● THE TASK: Look over the listing below and say how many of its lines include the string "blonde"; give no more than that number.

● DATASET CONTENT:
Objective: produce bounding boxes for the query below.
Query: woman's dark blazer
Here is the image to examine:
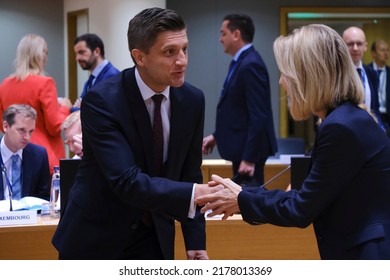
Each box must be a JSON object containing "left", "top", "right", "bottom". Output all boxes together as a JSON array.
[{"left": 239, "top": 102, "right": 390, "bottom": 259}]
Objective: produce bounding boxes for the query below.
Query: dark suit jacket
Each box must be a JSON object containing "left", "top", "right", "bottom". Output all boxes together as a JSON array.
[
  {"left": 363, "top": 64, "right": 380, "bottom": 116},
  {"left": 214, "top": 46, "right": 277, "bottom": 163},
  {"left": 52, "top": 67, "right": 206, "bottom": 259},
  {"left": 238, "top": 102, "right": 390, "bottom": 259},
  {"left": 368, "top": 63, "right": 390, "bottom": 114},
  {"left": 80, "top": 61, "right": 120, "bottom": 98},
  {"left": 0, "top": 142, "right": 50, "bottom": 200}
]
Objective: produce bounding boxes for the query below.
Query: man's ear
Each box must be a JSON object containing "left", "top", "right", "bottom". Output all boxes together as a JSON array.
[
  {"left": 93, "top": 47, "right": 101, "bottom": 57},
  {"left": 3, "top": 121, "right": 9, "bottom": 133},
  {"left": 131, "top": 49, "right": 145, "bottom": 66}
]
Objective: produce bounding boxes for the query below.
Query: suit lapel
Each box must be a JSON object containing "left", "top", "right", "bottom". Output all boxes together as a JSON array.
[
  {"left": 123, "top": 68, "right": 155, "bottom": 173},
  {"left": 386, "top": 66, "right": 390, "bottom": 114},
  {"left": 95, "top": 62, "right": 111, "bottom": 84},
  {"left": 165, "top": 88, "right": 184, "bottom": 178},
  {"left": 218, "top": 46, "right": 254, "bottom": 105},
  {"left": 21, "top": 145, "right": 33, "bottom": 197}
]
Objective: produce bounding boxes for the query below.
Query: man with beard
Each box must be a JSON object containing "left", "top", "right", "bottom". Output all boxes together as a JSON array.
[{"left": 71, "top": 33, "right": 120, "bottom": 111}]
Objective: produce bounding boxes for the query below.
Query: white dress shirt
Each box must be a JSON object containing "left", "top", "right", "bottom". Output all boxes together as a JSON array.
[
  {"left": 134, "top": 68, "right": 196, "bottom": 218},
  {"left": 1, "top": 138, "right": 23, "bottom": 200}
]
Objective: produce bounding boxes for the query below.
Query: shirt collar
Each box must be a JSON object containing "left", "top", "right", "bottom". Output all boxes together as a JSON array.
[
  {"left": 233, "top": 43, "right": 252, "bottom": 61},
  {"left": 91, "top": 59, "right": 109, "bottom": 78},
  {"left": 135, "top": 68, "right": 170, "bottom": 101},
  {"left": 356, "top": 61, "right": 364, "bottom": 70},
  {"left": 373, "top": 62, "right": 386, "bottom": 71},
  {"left": 1, "top": 137, "right": 23, "bottom": 164}
]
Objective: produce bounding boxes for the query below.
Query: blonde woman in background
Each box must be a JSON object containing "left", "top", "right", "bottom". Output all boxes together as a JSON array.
[{"left": 0, "top": 34, "right": 71, "bottom": 173}]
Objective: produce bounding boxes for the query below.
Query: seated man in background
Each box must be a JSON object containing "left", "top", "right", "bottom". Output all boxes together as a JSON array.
[
  {"left": 0, "top": 104, "right": 50, "bottom": 201},
  {"left": 61, "top": 110, "right": 83, "bottom": 159}
]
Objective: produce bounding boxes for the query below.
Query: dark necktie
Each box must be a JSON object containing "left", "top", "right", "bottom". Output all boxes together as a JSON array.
[
  {"left": 377, "top": 69, "right": 382, "bottom": 78},
  {"left": 86, "top": 74, "right": 95, "bottom": 91},
  {"left": 11, "top": 154, "right": 21, "bottom": 199},
  {"left": 81, "top": 74, "right": 95, "bottom": 98},
  {"left": 152, "top": 94, "right": 164, "bottom": 176},
  {"left": 222, "top": 60, "right": 237, "bottom": 91}
]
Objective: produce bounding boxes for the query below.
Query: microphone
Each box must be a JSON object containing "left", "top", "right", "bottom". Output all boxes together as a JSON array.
[
  {"left": 260, "top": 165, "right": 291, "bottom": 189},
  {"left": 1, "top": 164, "right": 13, "bottom": 211}
]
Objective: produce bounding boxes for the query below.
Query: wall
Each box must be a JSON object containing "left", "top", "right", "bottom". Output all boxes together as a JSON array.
[
  {"left": 0, "top": 0, "right": 65, "bottom": 95},
  {"left": 63, "top": 0, "right": 166, "bottom": 96}
]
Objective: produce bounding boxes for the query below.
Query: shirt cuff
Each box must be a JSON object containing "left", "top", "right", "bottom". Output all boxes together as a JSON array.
[{"left": 188, "top": 183, "right": 197, "bottom": 218}]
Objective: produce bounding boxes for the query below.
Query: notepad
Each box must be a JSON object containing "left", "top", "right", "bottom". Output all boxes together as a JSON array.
[{"left": 0, "top": 196, "right": 49, "bottom": 212}]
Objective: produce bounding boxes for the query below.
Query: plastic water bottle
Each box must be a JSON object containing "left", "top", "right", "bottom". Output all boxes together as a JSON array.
[{"left": 50, "top": 166, "right": 61, "bottom": 219}]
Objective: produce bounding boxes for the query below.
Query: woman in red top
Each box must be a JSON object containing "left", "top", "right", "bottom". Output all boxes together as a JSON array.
[{"left": 0, "top": 34, "right": 71, "bottom": 173}]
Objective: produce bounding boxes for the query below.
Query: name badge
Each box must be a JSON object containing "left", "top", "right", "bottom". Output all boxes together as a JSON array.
[{"left": 0, "top": 210, "right": 37, "bottom": 226}]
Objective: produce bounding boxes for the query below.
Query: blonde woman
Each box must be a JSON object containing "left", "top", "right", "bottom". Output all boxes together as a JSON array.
[
  {"left": 197, "top": 24, "right": 390, "bottom": 260},
  {"left": 0, "top": 34, "right": 71, "bottom": 173}
]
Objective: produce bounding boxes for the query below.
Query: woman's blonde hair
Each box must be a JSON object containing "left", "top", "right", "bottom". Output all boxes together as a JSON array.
[
  {"left": 273, "top": 24, "right": 364, "bottom": 121},
  {"left": 12, "top": 34, "right": 47, "bottom": 80}
]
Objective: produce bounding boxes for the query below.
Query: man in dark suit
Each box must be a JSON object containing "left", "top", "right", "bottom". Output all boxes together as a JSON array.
[
  {"left": 202, "top": 14, "right": 277, "bottom": 187},
  {"left": 369, "top": 39, "right": 390, "bottom": 136},
  {"left": 52, "top": 7, "right": 214, "bottom": 260},
  {"left": 342, "top": 27, "right": 381, "bottom": 123},
  {"left": 71, "top": 33, "right": 120, "bottom": 111},
  {"left": 0, "top": 104, "right": 50, "bottom": 201}
]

● COMPLETED TASK: 3